> _Given task 1_: Return the lines of the listing below from the line with "In this exercise you will point out the black jersey" to the line with "[(655, 149)]", both lines included, unchanged.

> _Document extract_:
┌────────
Fight: Inside the Wildest Battle for the White House: all through the last few months of the 2024 campaign, you could almost hear the knives being sharpened, and this book is one of the places they've come out. Business books are not the only genre where you get the best stories from the failures because everyone involved has free time, lots of gossip, and a burning desire to prove that it wasn't their fault.

The book opens with a sort of parable about the nature of modern political power. It's the night of the debate, and all across the country various people in their 70s and 80s are gearing up to watch TV alone in order to decide the fate of their party. There are adults in the room, yes, but they're eligible for Social Security and watching the same mass media you are. (At one point, Nancy Pelosi sends the wrong person a text, which is at one level understandable since she'd spent 80% of her life without a smartphone. But at another level, not so understandable that this is how important decisions get made.)

One level down, the campaign did have plenty of competent, get-things-done operators, and purely in terms of production values they did a really excellent job. But Biden's circle also did an excellent job of managing around his cognitive decline—they were a lot better than Team Trump at keeping their aging leader away from microphones when he was feeling improvisational, at least. It's very good to have organizational competency, like the Vice President's communications director, who carried around a spreadsheet of the nearest Republican-appointed judge in every location they'd visit in case the President literally keeled over during the campaign and Harris had to be hastily sworn in with as few constitutional crises as possible. It demonstrates a lot of competence at that specific task, and it's easy to imagine such people being very helpful to all sorts of different regimes.
└────────
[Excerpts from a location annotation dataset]
┌────────
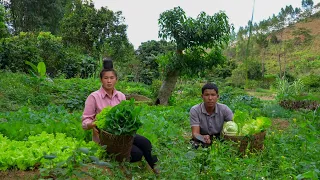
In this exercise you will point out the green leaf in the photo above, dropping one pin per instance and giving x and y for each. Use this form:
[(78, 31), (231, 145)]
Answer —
[(102, 163), (49, 156), (84, 150), (42, 69), (34, 67)]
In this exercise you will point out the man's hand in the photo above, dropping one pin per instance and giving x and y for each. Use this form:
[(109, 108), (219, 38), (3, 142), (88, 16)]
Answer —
[(207, 139)]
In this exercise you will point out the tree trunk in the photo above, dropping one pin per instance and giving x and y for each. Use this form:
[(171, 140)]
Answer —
[(262, 62), (284, 65), (167, 88), (279, 61)]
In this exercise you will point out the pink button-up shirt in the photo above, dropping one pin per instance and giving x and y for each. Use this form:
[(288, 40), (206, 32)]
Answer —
[(95, 102)]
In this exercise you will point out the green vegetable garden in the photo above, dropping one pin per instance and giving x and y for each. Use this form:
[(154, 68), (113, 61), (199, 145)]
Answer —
[(50, 66)]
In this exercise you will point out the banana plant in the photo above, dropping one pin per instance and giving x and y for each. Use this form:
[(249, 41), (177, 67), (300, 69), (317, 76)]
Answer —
[(39, 71)]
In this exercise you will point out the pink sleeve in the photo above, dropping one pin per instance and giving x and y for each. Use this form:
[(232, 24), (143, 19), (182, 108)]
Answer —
[(122, 97), (89, 112)]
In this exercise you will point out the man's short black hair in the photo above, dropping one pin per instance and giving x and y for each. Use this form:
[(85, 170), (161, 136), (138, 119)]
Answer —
[(210, 86)]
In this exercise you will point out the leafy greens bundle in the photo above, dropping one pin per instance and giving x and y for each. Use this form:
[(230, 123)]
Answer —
[(122, 119)]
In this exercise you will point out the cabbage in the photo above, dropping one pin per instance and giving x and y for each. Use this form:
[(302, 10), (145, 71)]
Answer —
[(230, 128), (249, 129)]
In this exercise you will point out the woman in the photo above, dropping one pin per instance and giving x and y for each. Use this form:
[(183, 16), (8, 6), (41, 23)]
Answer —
[(107, 95)]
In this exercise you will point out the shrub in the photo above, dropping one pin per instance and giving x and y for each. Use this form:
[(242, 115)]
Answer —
[(311, 81)]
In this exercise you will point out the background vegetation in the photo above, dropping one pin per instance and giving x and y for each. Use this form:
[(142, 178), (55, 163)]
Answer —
[(270, 68)]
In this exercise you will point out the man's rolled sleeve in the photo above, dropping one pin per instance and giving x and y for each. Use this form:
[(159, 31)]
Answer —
[(89, 112), (194, 118)]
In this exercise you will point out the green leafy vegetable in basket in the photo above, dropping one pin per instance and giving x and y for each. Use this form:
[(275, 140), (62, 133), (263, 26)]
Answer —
[(230, 128), (122, 119), (246, 125), (101, 117)]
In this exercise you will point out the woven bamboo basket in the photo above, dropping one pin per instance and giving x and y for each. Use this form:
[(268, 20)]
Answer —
[(118, 145), (255, 142)]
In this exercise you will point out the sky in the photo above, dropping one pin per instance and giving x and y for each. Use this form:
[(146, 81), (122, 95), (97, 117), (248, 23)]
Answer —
[(142, 16)]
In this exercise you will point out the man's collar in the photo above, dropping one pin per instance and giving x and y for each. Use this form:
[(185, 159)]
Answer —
[(204, 111)]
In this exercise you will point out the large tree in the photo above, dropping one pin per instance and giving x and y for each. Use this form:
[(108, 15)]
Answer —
[(199, 45), (3, 26), (148, 53)]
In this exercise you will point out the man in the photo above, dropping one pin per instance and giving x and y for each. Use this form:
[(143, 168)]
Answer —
[(208, 117)]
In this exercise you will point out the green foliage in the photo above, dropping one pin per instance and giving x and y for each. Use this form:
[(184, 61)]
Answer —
[(37, 15), (101, 118), (248, 125), (46, 48), (26, 154), (147, 54), (3, 27), (286, 90), (311, 81), (250, 69), (122, 119), (97, 32), (289, 153), (39, 71), (26, 122)]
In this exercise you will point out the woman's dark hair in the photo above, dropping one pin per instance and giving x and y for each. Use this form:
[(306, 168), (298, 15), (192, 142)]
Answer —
[(107, 66), (210, 86)]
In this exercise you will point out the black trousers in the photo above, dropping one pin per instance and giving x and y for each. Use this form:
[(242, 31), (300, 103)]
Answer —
[(142, 147)]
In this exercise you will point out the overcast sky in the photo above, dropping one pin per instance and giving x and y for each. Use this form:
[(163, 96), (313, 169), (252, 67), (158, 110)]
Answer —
[(142, 16)]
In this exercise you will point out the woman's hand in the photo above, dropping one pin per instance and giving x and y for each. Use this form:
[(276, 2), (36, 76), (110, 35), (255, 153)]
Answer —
[(207, 139)]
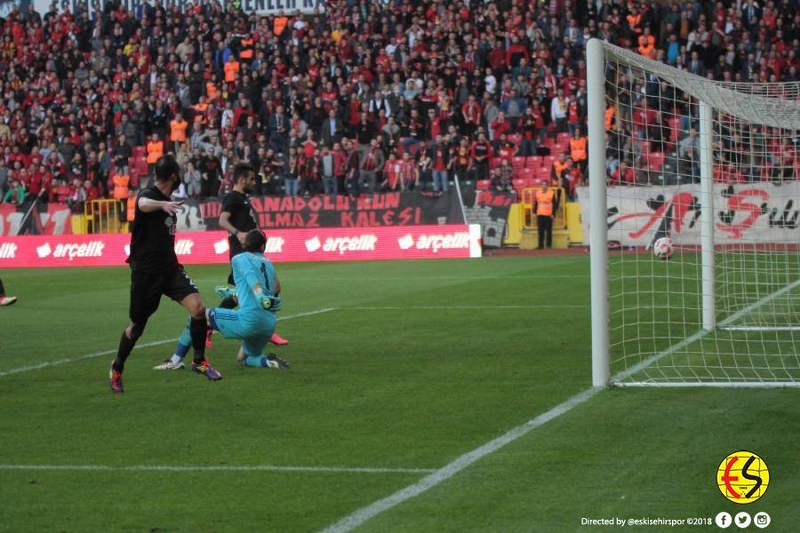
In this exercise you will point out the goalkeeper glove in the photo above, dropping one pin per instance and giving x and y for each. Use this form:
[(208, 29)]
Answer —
[(271, 303)]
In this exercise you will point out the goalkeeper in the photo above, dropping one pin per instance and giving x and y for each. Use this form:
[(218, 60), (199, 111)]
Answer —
[(254, 321)]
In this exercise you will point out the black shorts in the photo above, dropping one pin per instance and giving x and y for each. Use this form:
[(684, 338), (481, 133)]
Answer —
[(147, 289)]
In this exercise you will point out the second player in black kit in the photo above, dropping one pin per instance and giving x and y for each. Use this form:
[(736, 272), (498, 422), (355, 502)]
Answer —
[(155, 271), (237, 216)]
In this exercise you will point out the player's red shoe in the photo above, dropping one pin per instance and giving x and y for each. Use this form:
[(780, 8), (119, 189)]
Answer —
[(115, 381), (278, 340), (204, 367), (209, 342)]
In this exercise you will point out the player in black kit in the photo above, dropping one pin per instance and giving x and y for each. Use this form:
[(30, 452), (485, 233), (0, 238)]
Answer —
[(237, 218), (155, 271)]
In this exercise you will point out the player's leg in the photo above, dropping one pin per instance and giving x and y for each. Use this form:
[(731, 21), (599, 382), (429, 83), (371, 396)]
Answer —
[(5, 300), (181, 349), (228, 295), (145, 296), (182, 289), (251, 353)]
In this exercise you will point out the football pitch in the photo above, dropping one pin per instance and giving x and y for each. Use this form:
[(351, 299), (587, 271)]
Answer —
[(424, 396)]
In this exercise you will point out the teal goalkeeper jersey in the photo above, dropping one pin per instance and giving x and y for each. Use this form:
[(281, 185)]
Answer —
[(250, 269)]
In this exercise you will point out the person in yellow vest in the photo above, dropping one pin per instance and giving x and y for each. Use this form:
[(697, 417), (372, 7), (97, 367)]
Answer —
[(121, 194), (131, 210), (279, 24), (177, 131), (578, 148), (246, 55), (647, 44), (231, 69), (610, 116), (155, 149), (545, 204), (558, 168)]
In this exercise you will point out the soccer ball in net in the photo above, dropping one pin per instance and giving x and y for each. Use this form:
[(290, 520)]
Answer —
[(663, 248)]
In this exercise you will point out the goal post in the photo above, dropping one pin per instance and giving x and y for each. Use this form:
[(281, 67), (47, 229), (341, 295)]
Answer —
[(713, 166)]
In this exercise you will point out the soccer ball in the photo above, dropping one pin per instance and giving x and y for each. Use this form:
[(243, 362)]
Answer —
[(663, 248)]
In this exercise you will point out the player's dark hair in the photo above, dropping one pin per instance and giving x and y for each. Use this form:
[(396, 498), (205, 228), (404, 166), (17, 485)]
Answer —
[(255, 241), (241, 170), (166, 166)]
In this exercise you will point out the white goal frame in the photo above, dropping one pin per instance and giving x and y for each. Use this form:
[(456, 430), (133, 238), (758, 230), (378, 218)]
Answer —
[(788, 116)]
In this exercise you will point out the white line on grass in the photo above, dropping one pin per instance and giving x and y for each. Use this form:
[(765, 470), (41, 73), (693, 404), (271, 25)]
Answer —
[(144, 345), (356, 519), (221, 468), (457, 307)]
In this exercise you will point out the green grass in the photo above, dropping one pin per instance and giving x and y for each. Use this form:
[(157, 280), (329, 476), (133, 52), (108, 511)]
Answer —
[(417, 364), (656, 304)]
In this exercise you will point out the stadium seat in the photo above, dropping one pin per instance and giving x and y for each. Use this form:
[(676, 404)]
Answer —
[(527, 173), (674, 129), (656, 160), (533, 161)]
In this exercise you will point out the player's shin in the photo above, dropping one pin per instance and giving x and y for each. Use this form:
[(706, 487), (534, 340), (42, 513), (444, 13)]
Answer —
[(126, 344), (197, 331)]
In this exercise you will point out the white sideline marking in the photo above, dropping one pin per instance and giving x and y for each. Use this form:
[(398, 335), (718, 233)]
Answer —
[(145, 345), (356, 519), (456, 307), (222, 468), (617, 379)]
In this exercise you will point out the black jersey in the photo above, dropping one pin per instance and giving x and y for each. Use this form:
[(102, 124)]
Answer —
[(153, 236), (242, 217)]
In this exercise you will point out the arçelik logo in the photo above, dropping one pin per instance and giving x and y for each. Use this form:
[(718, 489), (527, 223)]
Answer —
[(743, 477)]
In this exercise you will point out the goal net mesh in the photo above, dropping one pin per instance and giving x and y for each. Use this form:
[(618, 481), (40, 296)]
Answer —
[(655, 149)]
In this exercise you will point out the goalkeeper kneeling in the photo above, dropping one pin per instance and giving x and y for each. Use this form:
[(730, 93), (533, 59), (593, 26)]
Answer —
[(258, 289)]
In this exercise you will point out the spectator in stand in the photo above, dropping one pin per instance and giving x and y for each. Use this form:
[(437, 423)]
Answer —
[(327, 171), (439, 152), (352, 167), (4, 299), (391, 173), (371, 163), (558, 110), (408, 172), (122, 153), (545, 205), (481, 155), (137, 75), (291, 176), (155, 149), (498, 127), (16, 193), (579, 149), (502, 177)]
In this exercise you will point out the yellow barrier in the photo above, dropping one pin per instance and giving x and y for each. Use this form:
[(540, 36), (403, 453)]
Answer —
[(105, 216), (528, 219)]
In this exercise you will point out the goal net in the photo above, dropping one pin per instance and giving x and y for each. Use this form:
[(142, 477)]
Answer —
[(713, 167)]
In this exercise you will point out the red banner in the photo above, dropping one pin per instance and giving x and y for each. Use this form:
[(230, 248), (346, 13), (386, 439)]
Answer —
[(44, 219), (209, 247)]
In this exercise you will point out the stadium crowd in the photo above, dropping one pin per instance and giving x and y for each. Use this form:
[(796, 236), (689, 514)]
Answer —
[(365, 96)]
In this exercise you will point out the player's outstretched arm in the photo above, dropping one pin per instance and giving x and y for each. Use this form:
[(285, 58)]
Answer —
[(148, 205)]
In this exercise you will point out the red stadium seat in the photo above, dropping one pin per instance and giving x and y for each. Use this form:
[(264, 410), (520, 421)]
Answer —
[(656, 160), (533, 161)]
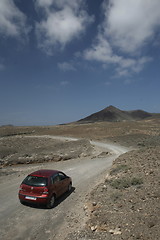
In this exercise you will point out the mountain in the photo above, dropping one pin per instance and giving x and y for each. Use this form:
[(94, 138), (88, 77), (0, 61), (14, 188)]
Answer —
[(113, 114)]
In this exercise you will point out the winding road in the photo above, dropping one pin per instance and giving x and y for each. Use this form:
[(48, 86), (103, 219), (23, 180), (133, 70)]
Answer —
[(19, 221)]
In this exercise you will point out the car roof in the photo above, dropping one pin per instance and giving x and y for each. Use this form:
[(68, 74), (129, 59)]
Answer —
[(44, 173)]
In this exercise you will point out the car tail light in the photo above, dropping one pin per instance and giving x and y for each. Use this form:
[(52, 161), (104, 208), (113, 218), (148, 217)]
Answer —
[(45, 191), (20, 188)]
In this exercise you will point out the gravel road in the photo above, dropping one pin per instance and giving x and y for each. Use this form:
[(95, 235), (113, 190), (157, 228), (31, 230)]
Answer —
[(19, 221)]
└────────
> _Given task 2_: Retype the passage of the book review above from "The book opens" to "decisions get made.)", word for word.

> _Task response 1_:
In this exercise you will point out the black jersey in the photo above, dropping one pin per instance and giving x and y for each. Use this form:
[(102, 124)]
Answer —
[(153, 236), (242, 217)]
In this exercise you will point out the arçelik logo in the photo above, dropping one pin per instance and giving x and y for each. Use this form:
[(718, 489), (527, 223)]
Answer —
[(743, 477)]
In this exercise you will point out the goal net mesh in the photo above, dropping one pin per instance and giving x and y for each. Use this form:
[(618, 481), (40, 296)]
Answer —
[(655, 149)]

> _Task response 2_:
The book opens with a sort of parable about the nature of modern political power. It's the night of the debate, and all across the country various people in their 70s and 80s are gearing up to watch TV alone in order to decide the fate of their party. There are adults in the room, yes, but they're eligible for Social Security and watching the same mass media you are. (At one point, Nancy Pelosi sends the wrong person a text, which is at one level understandable since she'd spent 80% of her life without a smartphone. But at another level, not so understandable that this is how important decisions get made.)